== Task brief ==
Format every line of the records below as a numbered list, leaving out any blank lines.

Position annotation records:
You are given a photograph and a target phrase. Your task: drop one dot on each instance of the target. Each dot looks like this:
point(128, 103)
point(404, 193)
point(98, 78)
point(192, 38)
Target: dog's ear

== Exercise result ==
1. You are given a photograph and a target phrase. Your task: drop one dot on each instance of the target. Each dot looks like this:
2. point(128, 103)
3. point(404, 193)
4. point(98, 78)
5. point(192, 38)
6. Target: dog's ear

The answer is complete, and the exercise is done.